Would you copy all lines in the data that contain the word "after"?

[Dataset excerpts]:
● ● ●
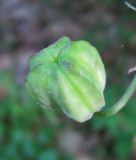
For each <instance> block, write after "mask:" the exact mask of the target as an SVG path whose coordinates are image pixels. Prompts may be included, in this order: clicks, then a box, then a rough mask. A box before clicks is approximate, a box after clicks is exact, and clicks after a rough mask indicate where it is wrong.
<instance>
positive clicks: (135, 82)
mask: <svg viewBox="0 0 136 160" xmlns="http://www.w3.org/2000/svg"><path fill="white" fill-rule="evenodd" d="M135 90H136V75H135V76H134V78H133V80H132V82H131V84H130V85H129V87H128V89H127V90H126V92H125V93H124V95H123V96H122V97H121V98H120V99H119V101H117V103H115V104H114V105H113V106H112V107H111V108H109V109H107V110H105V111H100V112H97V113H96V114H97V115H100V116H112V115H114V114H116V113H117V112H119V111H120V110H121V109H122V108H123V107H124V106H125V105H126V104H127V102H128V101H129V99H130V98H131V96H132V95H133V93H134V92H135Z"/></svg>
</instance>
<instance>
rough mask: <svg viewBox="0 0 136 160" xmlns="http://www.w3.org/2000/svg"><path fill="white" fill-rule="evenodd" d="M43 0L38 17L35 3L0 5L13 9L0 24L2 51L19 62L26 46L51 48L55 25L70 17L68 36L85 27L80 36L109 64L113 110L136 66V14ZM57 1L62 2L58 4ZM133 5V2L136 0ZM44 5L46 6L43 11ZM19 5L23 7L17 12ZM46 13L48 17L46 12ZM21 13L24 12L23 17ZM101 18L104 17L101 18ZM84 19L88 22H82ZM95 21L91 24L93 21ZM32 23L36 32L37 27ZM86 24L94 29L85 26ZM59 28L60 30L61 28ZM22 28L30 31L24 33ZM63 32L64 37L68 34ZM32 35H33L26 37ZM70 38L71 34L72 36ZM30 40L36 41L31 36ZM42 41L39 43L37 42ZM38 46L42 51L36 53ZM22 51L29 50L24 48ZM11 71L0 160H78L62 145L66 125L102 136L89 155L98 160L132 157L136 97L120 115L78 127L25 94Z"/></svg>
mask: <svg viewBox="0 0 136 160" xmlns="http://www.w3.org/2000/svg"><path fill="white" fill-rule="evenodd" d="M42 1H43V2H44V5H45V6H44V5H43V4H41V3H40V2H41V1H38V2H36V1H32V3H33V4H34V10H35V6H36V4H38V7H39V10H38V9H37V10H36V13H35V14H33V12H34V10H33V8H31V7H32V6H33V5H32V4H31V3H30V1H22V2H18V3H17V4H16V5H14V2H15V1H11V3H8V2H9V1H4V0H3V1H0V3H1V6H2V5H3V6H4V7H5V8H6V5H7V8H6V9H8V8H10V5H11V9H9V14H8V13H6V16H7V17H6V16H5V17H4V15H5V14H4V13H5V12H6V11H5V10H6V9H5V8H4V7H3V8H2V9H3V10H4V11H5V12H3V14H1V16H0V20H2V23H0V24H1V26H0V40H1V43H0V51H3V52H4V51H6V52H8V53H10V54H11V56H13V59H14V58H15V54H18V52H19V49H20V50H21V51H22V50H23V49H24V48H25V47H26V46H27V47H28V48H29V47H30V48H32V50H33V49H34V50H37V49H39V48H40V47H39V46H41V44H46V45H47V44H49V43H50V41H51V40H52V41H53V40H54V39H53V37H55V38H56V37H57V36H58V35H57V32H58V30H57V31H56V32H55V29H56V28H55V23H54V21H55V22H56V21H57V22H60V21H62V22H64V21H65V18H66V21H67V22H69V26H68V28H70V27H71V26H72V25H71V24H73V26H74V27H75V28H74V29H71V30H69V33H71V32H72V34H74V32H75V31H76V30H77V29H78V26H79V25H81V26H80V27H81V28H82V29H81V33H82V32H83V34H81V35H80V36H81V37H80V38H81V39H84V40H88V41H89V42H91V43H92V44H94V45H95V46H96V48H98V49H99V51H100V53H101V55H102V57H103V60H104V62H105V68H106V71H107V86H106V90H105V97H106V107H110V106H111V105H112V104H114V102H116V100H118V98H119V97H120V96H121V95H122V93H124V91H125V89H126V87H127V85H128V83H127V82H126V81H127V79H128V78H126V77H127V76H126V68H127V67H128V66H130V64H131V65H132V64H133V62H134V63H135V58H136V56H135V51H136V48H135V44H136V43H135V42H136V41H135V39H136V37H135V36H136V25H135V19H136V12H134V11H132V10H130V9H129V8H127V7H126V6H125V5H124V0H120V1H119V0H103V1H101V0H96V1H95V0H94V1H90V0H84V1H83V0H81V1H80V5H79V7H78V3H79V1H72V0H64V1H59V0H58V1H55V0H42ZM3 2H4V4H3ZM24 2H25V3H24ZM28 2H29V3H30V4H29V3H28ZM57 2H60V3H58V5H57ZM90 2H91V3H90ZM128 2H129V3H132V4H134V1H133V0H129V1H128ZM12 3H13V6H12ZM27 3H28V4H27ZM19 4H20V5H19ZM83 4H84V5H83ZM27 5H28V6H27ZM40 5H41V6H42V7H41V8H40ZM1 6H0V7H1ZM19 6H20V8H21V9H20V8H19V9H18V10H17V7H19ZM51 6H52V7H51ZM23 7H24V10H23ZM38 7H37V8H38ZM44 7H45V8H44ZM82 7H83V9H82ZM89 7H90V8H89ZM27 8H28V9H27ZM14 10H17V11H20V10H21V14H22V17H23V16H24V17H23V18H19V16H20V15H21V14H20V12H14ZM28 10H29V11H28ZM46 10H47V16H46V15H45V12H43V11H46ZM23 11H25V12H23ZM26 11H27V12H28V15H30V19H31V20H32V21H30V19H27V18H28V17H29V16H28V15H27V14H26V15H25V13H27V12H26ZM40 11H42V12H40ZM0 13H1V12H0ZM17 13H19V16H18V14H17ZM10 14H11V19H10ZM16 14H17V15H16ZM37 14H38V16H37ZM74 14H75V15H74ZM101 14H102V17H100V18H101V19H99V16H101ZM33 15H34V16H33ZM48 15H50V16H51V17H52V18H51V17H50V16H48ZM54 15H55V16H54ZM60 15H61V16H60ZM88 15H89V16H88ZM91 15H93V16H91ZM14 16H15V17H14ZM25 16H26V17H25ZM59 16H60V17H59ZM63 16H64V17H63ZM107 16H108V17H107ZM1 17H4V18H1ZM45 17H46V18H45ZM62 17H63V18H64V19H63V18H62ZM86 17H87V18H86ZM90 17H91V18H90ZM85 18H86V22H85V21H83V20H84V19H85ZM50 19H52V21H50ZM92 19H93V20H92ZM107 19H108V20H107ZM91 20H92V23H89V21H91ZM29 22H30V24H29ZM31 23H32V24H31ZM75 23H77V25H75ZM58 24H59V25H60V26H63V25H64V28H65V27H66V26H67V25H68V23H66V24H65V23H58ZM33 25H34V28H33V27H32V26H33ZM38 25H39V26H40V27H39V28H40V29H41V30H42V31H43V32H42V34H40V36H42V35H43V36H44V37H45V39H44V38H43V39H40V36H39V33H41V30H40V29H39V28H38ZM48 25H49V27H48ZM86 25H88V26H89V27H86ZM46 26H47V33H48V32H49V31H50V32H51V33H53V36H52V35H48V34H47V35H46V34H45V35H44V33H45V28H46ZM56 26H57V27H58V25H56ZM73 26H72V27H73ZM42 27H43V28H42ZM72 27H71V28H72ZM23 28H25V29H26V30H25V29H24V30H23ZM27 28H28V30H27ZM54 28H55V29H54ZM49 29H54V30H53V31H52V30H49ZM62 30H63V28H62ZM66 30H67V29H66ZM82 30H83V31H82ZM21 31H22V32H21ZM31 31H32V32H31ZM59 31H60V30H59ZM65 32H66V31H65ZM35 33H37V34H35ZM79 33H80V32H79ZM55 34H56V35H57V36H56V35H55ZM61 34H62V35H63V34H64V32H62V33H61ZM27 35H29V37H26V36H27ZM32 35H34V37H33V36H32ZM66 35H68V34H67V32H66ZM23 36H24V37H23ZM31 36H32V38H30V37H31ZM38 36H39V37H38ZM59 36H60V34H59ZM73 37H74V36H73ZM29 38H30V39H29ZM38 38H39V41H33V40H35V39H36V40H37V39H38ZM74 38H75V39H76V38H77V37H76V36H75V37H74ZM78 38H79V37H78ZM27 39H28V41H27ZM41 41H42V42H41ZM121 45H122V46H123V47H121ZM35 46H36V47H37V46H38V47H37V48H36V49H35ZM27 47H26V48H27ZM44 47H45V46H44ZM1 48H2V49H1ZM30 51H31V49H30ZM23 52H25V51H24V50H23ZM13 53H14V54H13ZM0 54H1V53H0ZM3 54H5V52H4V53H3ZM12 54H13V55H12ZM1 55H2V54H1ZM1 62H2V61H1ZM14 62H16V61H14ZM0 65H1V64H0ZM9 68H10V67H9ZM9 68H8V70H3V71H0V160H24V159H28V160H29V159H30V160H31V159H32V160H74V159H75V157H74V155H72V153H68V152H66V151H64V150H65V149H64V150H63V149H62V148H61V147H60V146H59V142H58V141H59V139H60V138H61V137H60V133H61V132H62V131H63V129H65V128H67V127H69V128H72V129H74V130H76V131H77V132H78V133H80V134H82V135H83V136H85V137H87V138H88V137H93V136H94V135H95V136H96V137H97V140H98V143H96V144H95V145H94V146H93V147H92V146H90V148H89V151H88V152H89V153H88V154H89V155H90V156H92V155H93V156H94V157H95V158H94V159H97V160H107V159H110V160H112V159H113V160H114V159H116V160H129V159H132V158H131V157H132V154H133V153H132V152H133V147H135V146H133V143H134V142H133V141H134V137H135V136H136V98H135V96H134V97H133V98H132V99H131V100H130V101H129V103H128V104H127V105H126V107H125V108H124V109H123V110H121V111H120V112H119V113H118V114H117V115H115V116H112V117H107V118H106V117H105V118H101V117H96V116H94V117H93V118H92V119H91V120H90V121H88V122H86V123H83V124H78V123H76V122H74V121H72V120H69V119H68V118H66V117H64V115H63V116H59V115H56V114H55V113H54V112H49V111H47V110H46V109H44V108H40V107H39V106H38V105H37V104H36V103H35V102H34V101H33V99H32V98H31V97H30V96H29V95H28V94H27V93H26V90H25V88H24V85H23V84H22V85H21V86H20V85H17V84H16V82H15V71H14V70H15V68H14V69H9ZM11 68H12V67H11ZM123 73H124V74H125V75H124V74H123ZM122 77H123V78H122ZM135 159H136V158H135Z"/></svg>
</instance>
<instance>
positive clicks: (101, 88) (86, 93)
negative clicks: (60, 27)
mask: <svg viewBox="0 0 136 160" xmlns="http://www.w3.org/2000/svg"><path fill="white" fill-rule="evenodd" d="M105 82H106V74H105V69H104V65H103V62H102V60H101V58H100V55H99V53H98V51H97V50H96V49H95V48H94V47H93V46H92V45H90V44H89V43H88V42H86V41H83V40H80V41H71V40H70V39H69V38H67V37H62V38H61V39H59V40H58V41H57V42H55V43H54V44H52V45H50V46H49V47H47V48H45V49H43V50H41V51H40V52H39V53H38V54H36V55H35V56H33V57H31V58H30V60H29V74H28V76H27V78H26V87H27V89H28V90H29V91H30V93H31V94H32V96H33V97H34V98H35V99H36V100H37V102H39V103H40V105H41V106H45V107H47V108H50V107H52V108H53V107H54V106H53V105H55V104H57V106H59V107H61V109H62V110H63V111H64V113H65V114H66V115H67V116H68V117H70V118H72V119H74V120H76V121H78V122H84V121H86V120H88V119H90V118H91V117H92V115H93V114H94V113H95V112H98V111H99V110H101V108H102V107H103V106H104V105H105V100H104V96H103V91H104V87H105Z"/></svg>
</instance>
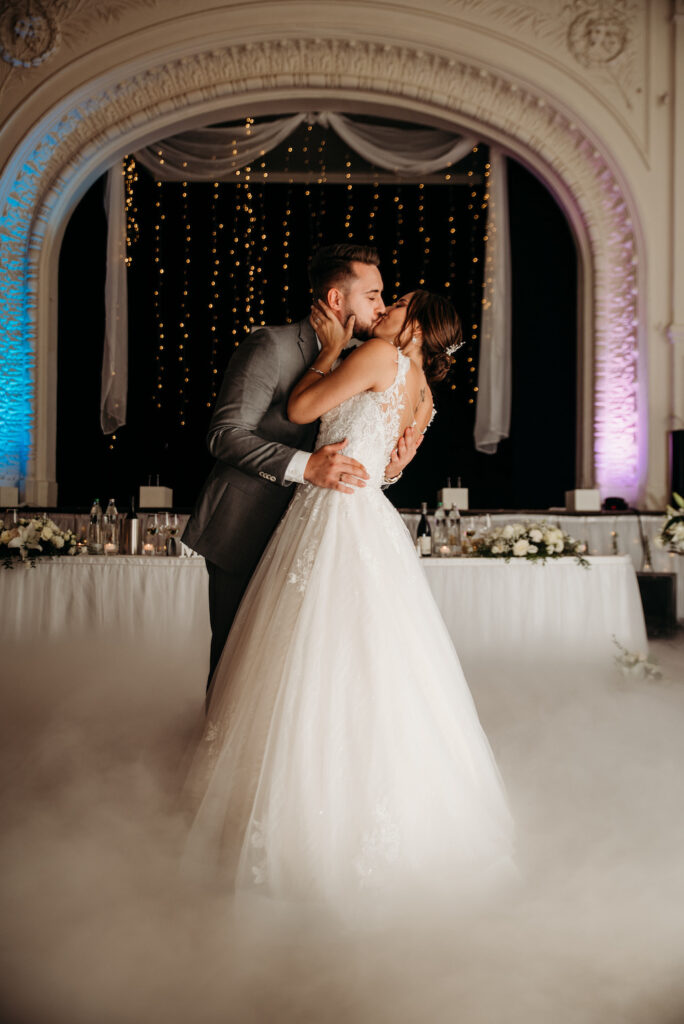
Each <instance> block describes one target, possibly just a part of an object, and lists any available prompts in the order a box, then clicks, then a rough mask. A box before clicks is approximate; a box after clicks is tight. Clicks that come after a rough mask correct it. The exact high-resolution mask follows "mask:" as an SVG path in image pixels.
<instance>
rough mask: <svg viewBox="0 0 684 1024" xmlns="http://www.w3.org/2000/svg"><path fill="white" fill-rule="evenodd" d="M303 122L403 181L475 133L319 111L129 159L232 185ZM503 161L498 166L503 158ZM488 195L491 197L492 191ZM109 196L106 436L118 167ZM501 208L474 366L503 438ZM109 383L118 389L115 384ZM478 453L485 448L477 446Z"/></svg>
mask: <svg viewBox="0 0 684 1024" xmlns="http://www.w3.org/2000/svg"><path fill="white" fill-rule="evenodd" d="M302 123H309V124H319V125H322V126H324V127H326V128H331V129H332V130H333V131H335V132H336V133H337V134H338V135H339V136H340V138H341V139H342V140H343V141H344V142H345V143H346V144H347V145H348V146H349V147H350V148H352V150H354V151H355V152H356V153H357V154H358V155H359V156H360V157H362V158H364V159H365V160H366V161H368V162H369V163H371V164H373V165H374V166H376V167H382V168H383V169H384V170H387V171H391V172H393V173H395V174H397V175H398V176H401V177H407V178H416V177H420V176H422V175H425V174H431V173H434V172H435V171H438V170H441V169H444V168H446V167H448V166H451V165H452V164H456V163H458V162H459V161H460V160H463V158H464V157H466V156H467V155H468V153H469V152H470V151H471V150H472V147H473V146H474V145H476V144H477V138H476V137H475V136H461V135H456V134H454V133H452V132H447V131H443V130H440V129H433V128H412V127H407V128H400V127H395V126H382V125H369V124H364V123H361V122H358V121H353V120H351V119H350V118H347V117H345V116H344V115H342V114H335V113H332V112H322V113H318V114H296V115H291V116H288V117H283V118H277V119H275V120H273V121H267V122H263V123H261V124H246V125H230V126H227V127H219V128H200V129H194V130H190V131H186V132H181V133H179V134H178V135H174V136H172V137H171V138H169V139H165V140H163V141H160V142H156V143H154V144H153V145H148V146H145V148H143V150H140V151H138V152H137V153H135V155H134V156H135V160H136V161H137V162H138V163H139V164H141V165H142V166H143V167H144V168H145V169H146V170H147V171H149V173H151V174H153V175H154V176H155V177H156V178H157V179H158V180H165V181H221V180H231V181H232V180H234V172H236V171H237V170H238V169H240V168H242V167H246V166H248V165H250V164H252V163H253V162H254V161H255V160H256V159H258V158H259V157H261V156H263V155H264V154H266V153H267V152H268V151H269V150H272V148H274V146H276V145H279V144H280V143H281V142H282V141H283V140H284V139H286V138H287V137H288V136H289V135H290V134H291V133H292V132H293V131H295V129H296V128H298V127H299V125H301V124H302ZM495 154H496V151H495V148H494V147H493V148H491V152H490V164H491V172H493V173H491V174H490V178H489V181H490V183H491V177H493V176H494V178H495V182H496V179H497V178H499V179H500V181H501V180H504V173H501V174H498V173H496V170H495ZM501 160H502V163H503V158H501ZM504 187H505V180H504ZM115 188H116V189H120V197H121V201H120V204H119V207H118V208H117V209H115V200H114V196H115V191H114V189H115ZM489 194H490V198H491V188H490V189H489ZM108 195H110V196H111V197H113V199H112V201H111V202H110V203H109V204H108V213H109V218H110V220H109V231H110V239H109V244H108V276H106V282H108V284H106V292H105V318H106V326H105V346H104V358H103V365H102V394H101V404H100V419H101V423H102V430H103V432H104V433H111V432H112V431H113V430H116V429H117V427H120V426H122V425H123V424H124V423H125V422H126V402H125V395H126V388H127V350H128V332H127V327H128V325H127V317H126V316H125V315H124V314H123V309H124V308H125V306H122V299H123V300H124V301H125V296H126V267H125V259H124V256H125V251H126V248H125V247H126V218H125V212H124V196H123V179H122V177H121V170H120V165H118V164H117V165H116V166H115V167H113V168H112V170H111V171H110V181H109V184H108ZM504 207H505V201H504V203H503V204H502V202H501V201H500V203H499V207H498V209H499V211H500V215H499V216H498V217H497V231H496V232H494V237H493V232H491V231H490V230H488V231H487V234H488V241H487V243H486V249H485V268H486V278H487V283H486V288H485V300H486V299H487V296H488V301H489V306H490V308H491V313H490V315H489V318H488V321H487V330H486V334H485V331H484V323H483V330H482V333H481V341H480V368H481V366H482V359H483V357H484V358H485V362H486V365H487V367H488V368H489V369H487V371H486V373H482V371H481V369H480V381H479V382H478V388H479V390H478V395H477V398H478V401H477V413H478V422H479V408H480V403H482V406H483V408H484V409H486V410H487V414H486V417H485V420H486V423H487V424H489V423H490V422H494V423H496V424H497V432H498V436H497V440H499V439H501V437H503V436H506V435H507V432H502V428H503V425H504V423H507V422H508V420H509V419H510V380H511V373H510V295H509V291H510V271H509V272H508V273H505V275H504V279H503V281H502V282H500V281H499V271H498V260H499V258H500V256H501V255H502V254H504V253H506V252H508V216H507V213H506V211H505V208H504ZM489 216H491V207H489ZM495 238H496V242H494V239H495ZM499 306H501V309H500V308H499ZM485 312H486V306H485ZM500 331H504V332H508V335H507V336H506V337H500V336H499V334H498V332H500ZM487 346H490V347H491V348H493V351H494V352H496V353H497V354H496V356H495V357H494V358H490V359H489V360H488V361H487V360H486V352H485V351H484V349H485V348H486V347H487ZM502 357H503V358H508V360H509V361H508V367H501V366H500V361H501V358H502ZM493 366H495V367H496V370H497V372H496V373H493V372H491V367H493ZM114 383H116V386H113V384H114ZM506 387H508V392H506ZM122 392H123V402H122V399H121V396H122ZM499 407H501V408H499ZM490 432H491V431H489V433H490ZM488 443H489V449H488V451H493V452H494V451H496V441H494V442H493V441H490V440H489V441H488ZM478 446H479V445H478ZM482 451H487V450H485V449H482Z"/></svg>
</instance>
● ● ●
[TASK OUTPUT]:
For each <instance> block, write after "mask:" the exact mask of the target as an SVG path whose coordinates are image pixels. Prompts may be included, in this order: clicks, then a box, then a rough mask. A box before clicks is approximate, a box after clicks is exact, and clicks after a rough mask indicate where it is wrong.
Each <instance> block describes one target, possibly just a part of an object, and lists any available prompts in the order a box, then clicks, then a rough mask. A box before clicks is approximate; a box after clicks is tight. Clicks that come after a rough mask correct it. The exact high-resolution mask follows "mask:" as an SVG path in image pixels.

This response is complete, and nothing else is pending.